Exercise requirements:
[a] Repeat the moderator's reply from "The site guidelines" to "a nice one.", substituting "angry crowds" for "outrage mobs".
[b] Please carry on with the moderator's reply from where it stops.

Provided passage:
* start *
You're welcome! I understand the shock of it seeming like something has completely disappeared, which is one reason I want to get rid of that pagination, as soon as our software can handle that load.
The site guidelines specifically ask you not to post like this, but to send such questions to hn@ycombinator.com instead. Would you please review them (https://news.ycombinator.com/newsguidelines.html)? The reason we ask that is that such comments routinely spark completely speculative subthreads that range from completely off topic (at the high end!) to outrage mobs. They're extremely repetitive and they basically act like a drug and not a nice one.
We're always happy to answer questions—it just takes time to deal with the firehose. Yes, you have to wait for an email reply, but you've had to wait for a reply to this comment too, and if you'd sent an email you wouldn't have damaged HN. This digression (I'll use a nice word) was the #1 subthread on the #1 story of HN when I saw it.
* end *
Given information:
* start *
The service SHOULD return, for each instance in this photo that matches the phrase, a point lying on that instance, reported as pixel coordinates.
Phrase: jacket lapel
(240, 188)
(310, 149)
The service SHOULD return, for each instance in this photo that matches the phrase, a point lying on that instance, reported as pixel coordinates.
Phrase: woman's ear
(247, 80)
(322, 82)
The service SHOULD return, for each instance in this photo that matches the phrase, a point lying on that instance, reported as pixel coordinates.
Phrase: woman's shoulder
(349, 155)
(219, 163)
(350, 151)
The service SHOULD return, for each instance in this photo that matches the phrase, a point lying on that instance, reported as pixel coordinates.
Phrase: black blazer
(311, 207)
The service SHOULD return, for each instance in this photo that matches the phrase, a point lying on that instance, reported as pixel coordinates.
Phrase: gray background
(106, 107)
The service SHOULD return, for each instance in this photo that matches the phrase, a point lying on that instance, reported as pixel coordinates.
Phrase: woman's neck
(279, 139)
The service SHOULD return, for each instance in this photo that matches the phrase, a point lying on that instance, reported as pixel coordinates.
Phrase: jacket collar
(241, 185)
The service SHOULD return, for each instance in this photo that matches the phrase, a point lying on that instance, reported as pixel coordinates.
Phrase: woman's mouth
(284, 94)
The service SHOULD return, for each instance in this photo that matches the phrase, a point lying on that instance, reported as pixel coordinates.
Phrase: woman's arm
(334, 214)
* end *
Results by task:
[a]
The site guidelines specifically ask you not to post like this, but to send such questions to hn@ycombinator.com instead. Would you please review them (https://news.ycombinator.com/newsguidelines.html)? The reason we ask that is that such comments routinely spark completely speculative subthreads that range from completely off topic (at the high end!) to angry crowds. They're extremely repetitive and they basically act like a drug and not a nice one.

[b]
You can't compute a post's rank from its timestamp and score. The software is more complicated than that, plus user flags affect things, plus moderator action. The "why is this post at rank N when given the score X and the timestamp Y my mental algorithm tells me it should be at rank Z?" question is an HN classic, but people grossly overweight moderator action, or rather sinister-moderator-misdeeds in the answers they give themselves.
I mean, think about it you guys. Do you really think we're suppressing discussion of the suppression of the phrase "communist bandits" from YouTube? I am not able rightly to apprehend the kind of confusion of ideas that could provoke such a.